*RECORDS FOR THE EXERCISE*:
*-*-*
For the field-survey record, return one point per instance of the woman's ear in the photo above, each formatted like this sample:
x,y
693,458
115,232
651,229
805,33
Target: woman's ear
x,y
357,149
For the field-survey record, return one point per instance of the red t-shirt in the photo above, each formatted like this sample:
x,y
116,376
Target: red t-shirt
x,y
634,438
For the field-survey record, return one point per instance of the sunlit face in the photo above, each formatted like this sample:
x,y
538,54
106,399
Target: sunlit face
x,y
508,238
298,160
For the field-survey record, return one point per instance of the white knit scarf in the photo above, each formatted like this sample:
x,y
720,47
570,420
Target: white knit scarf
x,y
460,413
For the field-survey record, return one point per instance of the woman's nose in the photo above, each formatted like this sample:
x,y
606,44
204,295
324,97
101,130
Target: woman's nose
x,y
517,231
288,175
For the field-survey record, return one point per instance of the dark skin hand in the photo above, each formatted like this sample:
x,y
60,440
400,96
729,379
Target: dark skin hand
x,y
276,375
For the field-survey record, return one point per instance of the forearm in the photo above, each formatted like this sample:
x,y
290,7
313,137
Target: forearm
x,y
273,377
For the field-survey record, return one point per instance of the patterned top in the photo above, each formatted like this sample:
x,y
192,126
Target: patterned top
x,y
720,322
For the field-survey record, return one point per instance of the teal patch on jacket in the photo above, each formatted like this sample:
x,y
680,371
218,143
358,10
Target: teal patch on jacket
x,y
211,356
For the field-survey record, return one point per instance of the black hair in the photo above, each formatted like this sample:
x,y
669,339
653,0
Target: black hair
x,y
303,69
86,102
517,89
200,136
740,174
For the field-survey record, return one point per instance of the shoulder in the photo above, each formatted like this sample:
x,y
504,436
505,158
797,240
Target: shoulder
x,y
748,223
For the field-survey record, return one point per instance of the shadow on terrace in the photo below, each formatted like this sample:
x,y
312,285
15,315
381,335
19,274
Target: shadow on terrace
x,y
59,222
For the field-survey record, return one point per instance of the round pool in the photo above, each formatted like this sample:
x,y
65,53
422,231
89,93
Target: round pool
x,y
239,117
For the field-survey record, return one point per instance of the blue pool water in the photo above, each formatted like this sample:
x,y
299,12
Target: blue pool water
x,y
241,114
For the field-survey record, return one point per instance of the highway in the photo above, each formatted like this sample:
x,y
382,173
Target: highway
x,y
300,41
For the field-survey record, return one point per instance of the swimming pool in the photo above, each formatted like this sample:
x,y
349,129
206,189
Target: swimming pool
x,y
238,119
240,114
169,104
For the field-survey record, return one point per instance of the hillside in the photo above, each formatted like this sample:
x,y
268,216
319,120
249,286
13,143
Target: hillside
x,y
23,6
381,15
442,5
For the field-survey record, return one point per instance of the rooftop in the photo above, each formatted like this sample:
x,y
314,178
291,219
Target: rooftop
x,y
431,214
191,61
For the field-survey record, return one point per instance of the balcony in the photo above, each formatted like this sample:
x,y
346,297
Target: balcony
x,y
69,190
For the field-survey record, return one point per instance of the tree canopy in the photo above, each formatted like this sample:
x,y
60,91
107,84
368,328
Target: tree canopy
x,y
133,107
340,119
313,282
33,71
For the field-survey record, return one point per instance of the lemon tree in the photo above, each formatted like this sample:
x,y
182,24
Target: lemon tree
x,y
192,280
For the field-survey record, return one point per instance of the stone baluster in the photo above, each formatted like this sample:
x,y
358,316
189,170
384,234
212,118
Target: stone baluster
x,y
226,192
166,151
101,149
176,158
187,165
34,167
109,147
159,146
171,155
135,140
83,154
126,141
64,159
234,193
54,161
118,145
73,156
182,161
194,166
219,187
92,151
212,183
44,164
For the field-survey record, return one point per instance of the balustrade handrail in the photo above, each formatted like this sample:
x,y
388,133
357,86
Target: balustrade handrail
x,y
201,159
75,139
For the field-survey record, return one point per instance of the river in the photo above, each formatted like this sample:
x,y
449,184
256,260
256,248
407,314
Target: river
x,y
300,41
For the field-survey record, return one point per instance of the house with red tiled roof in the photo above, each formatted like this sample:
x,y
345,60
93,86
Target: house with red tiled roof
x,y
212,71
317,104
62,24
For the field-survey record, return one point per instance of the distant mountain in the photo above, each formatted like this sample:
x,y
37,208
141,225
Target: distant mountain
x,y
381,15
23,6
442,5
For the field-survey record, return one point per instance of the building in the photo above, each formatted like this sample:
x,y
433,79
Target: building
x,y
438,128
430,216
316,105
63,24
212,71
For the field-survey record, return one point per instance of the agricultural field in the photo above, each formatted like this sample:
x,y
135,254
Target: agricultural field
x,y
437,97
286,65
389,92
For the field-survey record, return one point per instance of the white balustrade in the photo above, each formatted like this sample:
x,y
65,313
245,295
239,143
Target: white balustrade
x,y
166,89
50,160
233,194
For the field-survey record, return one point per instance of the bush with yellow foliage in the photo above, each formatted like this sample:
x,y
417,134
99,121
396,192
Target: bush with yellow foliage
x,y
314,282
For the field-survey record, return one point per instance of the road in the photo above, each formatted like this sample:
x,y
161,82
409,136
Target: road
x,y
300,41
*-*-*
*EXERCISE*: Every record above needs to be copied exactly.

*ANSWER BELOW*:
For the field-survey record, return one point per instance of the woman's ear in the photo above, each formatted like this sample:
x,y
693,458
115,232
651,229
805,33
Target: woman's ear
x,y
357,149
For the field-survey record, return one point per instance of the red t-shirt in the photo above, each formatted like this sample:
x,y
116,376
Target: red t-shirt
x,y
634,438
For the field-survey record, return one point per instance of the sunlit face in the photo above, each formatted like this sample:
x,y
538,54
106,399
Target: sunlit face
x,y
508,238
298,160
For the field-survey record, return one point per instance of the white knit scarf in the photo above, each formatted like this sample:
x,y
720,47
570,420
Target: white knit scarf
x,y
460,413
For the field-survey record, return one point per instance of the woman's nose in the photo above, each formatted like this sample:
x,y
606,44
204,295
324,97
101,130
Target: woman's nose
x,y
517,231
288,175
For the field-survey record, return one point per instance of the dark skin hand in the photo above, each formatted like this sample:
x,y
60,440
400,96
729,379
Target: dark skin hand
x,y
276,375
For the field-survey record, return one point per instance of the forearm in the photo above, each formatted like this sample:
x,y
290,7
313,137
Target: forearm
x,y
273,377
For the field-survey record, return one point per instance of the patterned top in the photo above, each formatted like this sample:
x,y
192,126
Target: patterned top
x,y
720,322
For the field-survey record, return one point per instance of the teal patch on jacket in the photo above, each formatted like this sample:
x,y
680,371
218,143
358,10
Target: teal patch on jacket
x,y
211,356
For the field-survey record, return one point per instance of the black hair in the photo above, each formatted like this sample:
x,y
669,339
653,0
Target: black hair
x,y
303,69
86,102
517,89
200,136
740,174
For the field-survey record, return one point per instance of the shoulder in the photo above, each formatted like this sample:
x,y
504,436
505,158
797,240
Target: shoulder
x,y
748,223
For the field-survey record, return one point per instance of the shadow on terrace in the photo below, each formatted like this sample:
x,y
312,285
15,315
381,335
19,274
Target: shadow on terrace
x,y
59,222
For the field-survey record, return one point per instance of the round pool in the photo above, each formatted like this sample:
x,y
65,53
422,231
89,93
Target: round pool
x,y
239,117
For the field-survey record, return one point per instance of the blue pool water in the photo above, each formatted like this sample:
x,y
299,12
Target: blue pool water
x,y
241,114
For the field-survey record, return one point per instance of the highway in the photo above, each formatted like this sample:
x,y
382,173
Target: highway
x,y
300,41
For the field-survey record, return one point per instance of the swimming pool in the photo above, each formatted like this sample:
x,y
349,129
206,189
Target: swimming pool
x,y
238,119
240,114
169,104
For the field-survey record, return one point per instance of the hillside in the photo above, each formatted like this sample:
x,y
268,216
319,120
249,286
13,143
Target: hillside
x,y
23,6
381,15
442,5
For the field-survey record, return one point per instance of the rooftop in the photo above, each formatted like this sample:
x,y
314,178
291,219
Target: rooftop
x,y
431,214
191,61
For the field-survey record, return one point per instance of the balcony in the photo above, each formatted like this sample:
x,y
346,297
Target: balcony
x,y
69,190
For the field-survey record, return one point per instance of the tree canopy in the photo above, each formatted like this sample:
x,y
60,91
107,84
368,328
Target: tree canopy
x,y
133,107
340,119
313,282
33,71
For the field-survey record, return one point per instance of the lemon tree in the photo above, each formatted like this sample:
x,y
182,24
Target: lemon tree
x,y
192,280
For the field-survey record, return one point per instance of the stone baluster in the photo above, each formatted like this sample:
x,y
358,316
189,170
384,234
212,118
Target: stone baluster
x,y
226,192
166,151
101,149
176,158
187,165
34,167
109,147
159,146
171,155
135,140
83,154
126,141
64,159
234,193
54,161
118,145
73,156
182,161
194,166
219,187
92,151
212,183
44,164
For the field-survey record, return one point per instance of the balustrade handrail in the photo above, each formatted like this sample:
x,y
388,133
357,86
Target: balustrade handrail
x,y
201,159
75,139
For the field-survey record, return one point per instance of the river in the photo above, each formatted like this sample:
x,y
449,184
256,260
256,248
407,314
Target: river
x,y
300,41
For the field-survey record, return one point per instance of the house with red tiled roof in the photo above, each formatted like this sample:
x,y
345,60
93,86
Target: house with red tiled roof
x,y
212,71
317,104
62,24
For the field-survey record, return one point per instance of the distant mountain in the photo above, each formatted like this sample:
x,y
37,208
141,225
Target: distant mountain
x,y
381,15
23,6
442,5
For the field-survey record, return one point per instance of the building in the photo above, each formatted like this sample:
x,y
433,79
Target: building
x,y
438,128
430,216
316,105
63,24
212,71
For the field-survey record, return one point per instance of the agricultural field in the photo above, each formatted like this sample:
x,y
135,254
Target: agricultural field
x,y
437,97
286,65
389,92
For the field-survey record, return one point per instance of the white balustrade in the photo above, each formatted like this sample:
x,y
65,313
245,295
239,143
Target: white balustrade
x,y
166,89
50,160
233,194
For the field-survey record, return one point per instance of the bush with yellow foliage in the photo above, each formatted like this sample:
x,y
417,134
99,121
396,192
Target: bush with yellow foliage
x,y
314,282
For the field-survey record, return one point per instance of the road in the photo above, each formatted like this sample:
x,y
161,82
409,136
Target: road
x,y
300,41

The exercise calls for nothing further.